** RECORDS **
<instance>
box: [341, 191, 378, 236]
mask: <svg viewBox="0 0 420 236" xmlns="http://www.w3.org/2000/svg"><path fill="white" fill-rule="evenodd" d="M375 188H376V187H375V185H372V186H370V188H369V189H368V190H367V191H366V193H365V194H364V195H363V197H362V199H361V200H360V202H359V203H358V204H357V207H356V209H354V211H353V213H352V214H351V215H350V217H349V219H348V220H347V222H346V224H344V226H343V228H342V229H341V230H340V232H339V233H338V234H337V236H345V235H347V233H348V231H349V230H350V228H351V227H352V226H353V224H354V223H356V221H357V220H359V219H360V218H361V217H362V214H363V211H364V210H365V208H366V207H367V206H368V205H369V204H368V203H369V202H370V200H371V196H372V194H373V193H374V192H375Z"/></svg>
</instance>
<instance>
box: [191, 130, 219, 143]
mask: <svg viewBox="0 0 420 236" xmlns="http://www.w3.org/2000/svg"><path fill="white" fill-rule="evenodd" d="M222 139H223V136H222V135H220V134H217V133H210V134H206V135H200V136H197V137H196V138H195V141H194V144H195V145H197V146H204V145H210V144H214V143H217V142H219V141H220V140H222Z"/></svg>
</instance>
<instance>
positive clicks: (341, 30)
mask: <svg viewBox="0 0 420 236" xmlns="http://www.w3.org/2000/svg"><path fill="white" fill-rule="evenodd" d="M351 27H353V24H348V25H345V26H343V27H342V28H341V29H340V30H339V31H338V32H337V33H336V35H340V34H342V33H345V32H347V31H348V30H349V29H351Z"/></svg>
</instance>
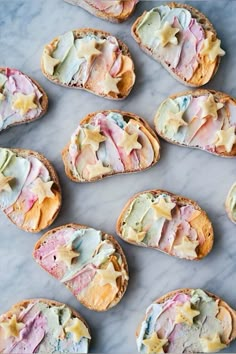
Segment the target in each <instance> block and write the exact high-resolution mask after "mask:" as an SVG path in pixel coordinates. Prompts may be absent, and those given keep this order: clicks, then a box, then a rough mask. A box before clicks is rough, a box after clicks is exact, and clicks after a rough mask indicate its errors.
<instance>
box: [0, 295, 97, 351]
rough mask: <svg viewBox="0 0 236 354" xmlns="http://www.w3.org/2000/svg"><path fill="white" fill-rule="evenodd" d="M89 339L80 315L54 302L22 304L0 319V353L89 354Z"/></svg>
mask: <svg viewBox="0 0 236 354" xmlns="http://www.w3.org/2000/svg"><path fill="white" fill-rule="evenodd" d="M90 339H91V335H90V330H89V328H88V325H87V323H86V322H85V320H84V319H83V318H82V317H81V315H80V314H79V313H78V312H77V311H75V310H73V309H72V308H70V307H69V306H67V305H65V304H62V303H60V302H57V301H54V300H48V299H29V300H23V301H21V302H19V303H17V304H15V305H13V306H12V307H11V309H10V310H9V311H8V312H6V313H5V314H3V315H1V316H0V352H1V353H10V352H14V353H35V352H36V351H37V353H42V354H44V353H54V352H58V351H60V352H61V350H63V352H66V353H88V348H89V344H90Z"/></svg>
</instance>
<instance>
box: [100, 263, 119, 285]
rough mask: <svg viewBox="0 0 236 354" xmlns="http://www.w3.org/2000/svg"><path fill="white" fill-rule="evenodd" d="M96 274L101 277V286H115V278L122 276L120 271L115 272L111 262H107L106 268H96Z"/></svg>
mask: <svg viewBox="0 0 236 354" xmlns="http://www.w3.org/2000/svg"><path fill="white" fill-rule="evenodd" d="M97 274H99V275H100V277H101V280H100V285H101V286H103V285H106V284H110V285H111V286H112V287H114V288H117V284H116V279H117V278H118V277H120V276H122V272H117V271H116V270H115V268H114V265H113V263H112V262H110V263H109V264H108V266H107V268H106V269H98V270H97Z"/></svg>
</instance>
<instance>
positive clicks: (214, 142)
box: [154, 89, 236, 157]
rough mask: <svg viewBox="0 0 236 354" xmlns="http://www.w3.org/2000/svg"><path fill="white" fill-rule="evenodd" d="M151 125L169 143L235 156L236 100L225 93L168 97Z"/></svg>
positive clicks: (183, 92)
mask: <svg viewBox="0 0 236 354" xmlns="http://www.w3.org/2000/svg"><path fill="white" fill-rule="evenodd" d="M154 124H155V128H156V131H157V133H158V135H159V136H160V137H162V138H163V139H165V140H166V141H168V142H170V143H173V144H176V145H181V146H187V147H192V148H198V149H201V150H204V151H207V152H209V153H212V154H214V155H218V156H222V157H235V156H236V131H235V125H236V99H235V98H233V97H231V96H229V95H227V94H226V93H223V92H218V91H213V90H203V89H198V90H196V91H186V92H182V93H179V94H176V95H172V96H170V97H169V98H167V99H166V100H165V101H163V102H162V104H161V105H160V107H159V108H158V110H157V113H156V115H155V118H154Z"/></svg>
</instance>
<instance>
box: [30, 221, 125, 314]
mask: <svg viewBox="0 0 236 354" xmlns="http://www.w3.org/2000/svg"><path fill="white" fill-rule="evenodd" d="M33 256H34V258H35V260H36V262H37V263H39V265H40V266H41V267H42V268H43V269H45V270H46V271H47V272H49V273H50V274H51V275H52V276H54V277H55V278H56V279H58V280H60V281H61V282H62V283H63V284H65V285H66V286H67V287H68V288H69V289H70V290H71V291H72V293H73V294H74V295H75V296H76V297H77V299H78V300H79V301H80V302H81V303H82V304H83V305H85V306H86V307H88V308H90V309H92V310H96V311H105V310H107V309H109V308H110V307H112V306H114V305H116V303H118V302H119V300H120V298H121V297H122V296H123V294H124V292H125V290H126V287H127V284H128V273H127V272H128V271H127V266H126V260H125V256H124V254H123V253H122V250H121V249H120V247H119V246H118V244H117V243H116V241H115V239H114V238H113V237H112V236H108V235H104V234H102V232H101V231H98V230H95V229H92V228H80V227H76V226H75V225H74V226H73V225H70V226H65V227H62V228H58V229H56V230H55V231H54V232H49V233H48V234H47V235H46V237H44V238H43V240H42V242H40V241H39V243H38V244H36V247H35V250H34V254H33Z"/></svg>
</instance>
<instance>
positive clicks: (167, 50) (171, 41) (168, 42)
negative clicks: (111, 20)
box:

** TASK BRIEF **
Line by line, print the records exactly, leaving the pictures behind.

** RESULT BELOW **
<instance>
box: [341, 191, 378, 236]
mask: <svg viewBox="0 0 420 236" xmlns="http://www.w3.org/2000/svg"><path fill="white" fill-rule="evenodd" d="M375 188H376V187H375V185H372V186H370V188H369V189H368V190H367V191H366V193H365V194H364V195H363V197H362V199H361V200H360V202H359V203H358V204H357V207H356V209H354V211H353V213H352V214H351V215H350V217H349V219H348V220H347V222H346V224H344V226H343V228H342V229H341V230H340V232H339V233H338V234H337V236H345V235H347V233H348V231H349V230H350V228H351V227H352V226H353V224H354V223H356V221H357V220H359V219H360V218H361V217H362V214H363V211H364V210H365V208H366V207H367V206H368V205H369V204H368V203H369V202H370V200H371V196H372V194H373V193H374V192H375Z"/></svg>
</instance>
<instance>
box: [191, 130, 219, 143]
mask: <svg viewBox="0 0 420 236" xmlns="http://www.w3.org/2000/svg"><path fill="white" fill-rule="evenodd" d="M222 139H223V136H222V135H220V134H217V133H210V134H206V135H200V136H197V137H196V138H195V141H194V144H195V145H197V146H204V145H210V144H214V143H217V142H219V141H220V140H222Z"/></svg>
</instance>
<instance>
positive clicks: (341, 30)
mask: <svg viewBox="0 0 420 236" xmlns="http://www.w3.org/2000/svg"><path fill="white" fill-rule="evenodd" d="M351 27H353V24H348V25H345V26H343V27H342V28H341V29H340V30H339V31H338V32H337V33H336V35H340V34H342V33H345V32H347V31H348V30H349V29H351Z"/></svg>
</instance>
Segment the target in each <instance> block and write the exact high-resolution mask after "mask:" as an SVG path in pixel coordinates. Prompts may be absent, and those given keep this order: clicks, then a box, then a rough mask. A box before clicks is rough, a box after clicks is exact, and clicks after a rough mask indicate its errors.
<instance>
box: [0, 295, 97, 351]
rough mask: <svg viewBox="0 0 236 354" xmlns="http://www.w3.org/2000/svg"><path fill="white" fill-rule="evenodd" d="M89 339L80 315L54 302L22 304L0 319V353L89 354Z"/></svg>
mask: <svg viewBox="0 0 236 354" xmlns="http://www.w3.org/2000/svg"><path fill="white" fill-rule="evenodd" d="M90 339H91V335H90V330H89V328H88V325H87V323H86V322H85V320H84V319H83V318H82V317H81V315H80V314H79V313H78V312H77V311H75V310H73V309H72V308H70V307H69V306H67V305H65V304H62V303H60V302H57V301H54V300H48V299H29V300H23V301H21V302H19V303H17V304H15V305H13V306H12V307H11V309H10V310H9V311H8V312H6V313H5V314H3V315H1V316H0V352H1V353H10V352H14V353H35V352H36V351H37V353H42V354H44V353H54V352H58V351H60V352H61V350H63V352H66V353H88V348H89V344H90Z"/></svg>
</instance>
<instance>
box: [100, 263, 119, 285]
rough mask: <svg viewBox="0 0 236 354" xmlns="http://www.w3.org/2000/svg"><path fill="white" fill-rule="evenodd" d="M96 274L101 277V286H115V278L122 276L120 271L115 272L111 262H107L106 268H96Z"/></svg>
mask: <svg viewBox="0 0 236 354" xmlns="http://www.w3.org/2000/svg"><path fill="white" fill-rule="evenodd" d="M97 274H99V275H100V277H101V280H100V285H101V286H103V285H106V284H110V285H111V286H112V287H114V288H117V284H116V279H117V278H118V277H120V276H122V272H117V271H116V270H115V268H114V265H113V263H112V262H110V263H109V264H108V266H107V268H106V269H98V270H97Z"/></svg>
</instance>
<instance>
positive clicks: (214, 142)
box: [154, 89, 236, 157]
rough mask: <svg viewBox="0 0 236 354" xmlns="http://www.w3.org/2000/svg"><path fill="white" fill-rule="evenodd" d="M151 125L169 143L235 156L236 100L225 93L168 97Z"/></svg>
positive clicks: (183, 92)
mask: <svg viewBox="0 0 236 354" xmlns="http://www.w3.org/2000/svg"><path fill="white" fill-rule="evenodd" d="M154 124H155V128H156V131H157V133H158V135H159V136H160V137H162V138H163V139H165V140H166V141H168V142H170V143H173V144H176V145H181V146H187V147H192V148H198V149H201V150H204V151H207V152H209V153H212V154H214V155H218V156H222V157H235V156H236V131H235V125H236V99H235V98H233V97H231V96H229V95H227V94H226V93H223V92H218V91H213V90H203V89H198V90H196V91H186V92H182V93H179V94H176V95H172V96H170V97H169V98H167V99H166V100H165V101H163V102H162V104H161V105H160V107H159V108H158V110H157V113H156V115H155V118H154Z"/></svg>
</instance>
<instance>
box: [30, 221, 125, 314]
mask: <svg viewBox="0 0 236 354" xmlns="http://www.w3.org/2000/svg"><path fill="white" fill-rule="evenodd" d="M33 256H34V258H35V260H36V262H37V263H39V265H40V266H41V267H42V268H43V269H45V270H46V271H47V272H49V273H50V274H51V275H52V276H54V277H55V278H56V279H58V280H60V281H61V282H62V283H63V284H65V285H66V286H67V287H68V288H69V289H70V290H71V291H72V293H73V294H74V295H75V296H76V297H77V299H78V300H79V301H80V302H81V303H82V304H83V305H85V306H86V307H88V308H90V309H92V310H96V311H105V310H107V309H109V308H110V307H112V306H114V305H116V303H118V302H119V300H120V298H121V297H122V296H123V294H124V292H125V290H126V287H127V284H128V273H127V272H128V271H127V266H126V260H125V256H124V254H123V253H122V250H121V249H120V247H119V246H118V244H117V243H116V241H115V239H114V238H113V237H112V236H108V235H104V234H102V232H101V231H98V230H95V229H92V228H80V227H76V226H75V225H74V226H73V225H70V226H65V227H62V228H58V229H56V230H55V231H54V232H49V233H48V234H47V235H46V237H44V238H43V240H42V242H40V241H39V243H38V244H36V247H35V250H34V254H33Z"/></svg>
</instance>
<instance>
positive clicks: (167, 50) (171, 41) (168, 42)
negative clicks: (111, 20)
box:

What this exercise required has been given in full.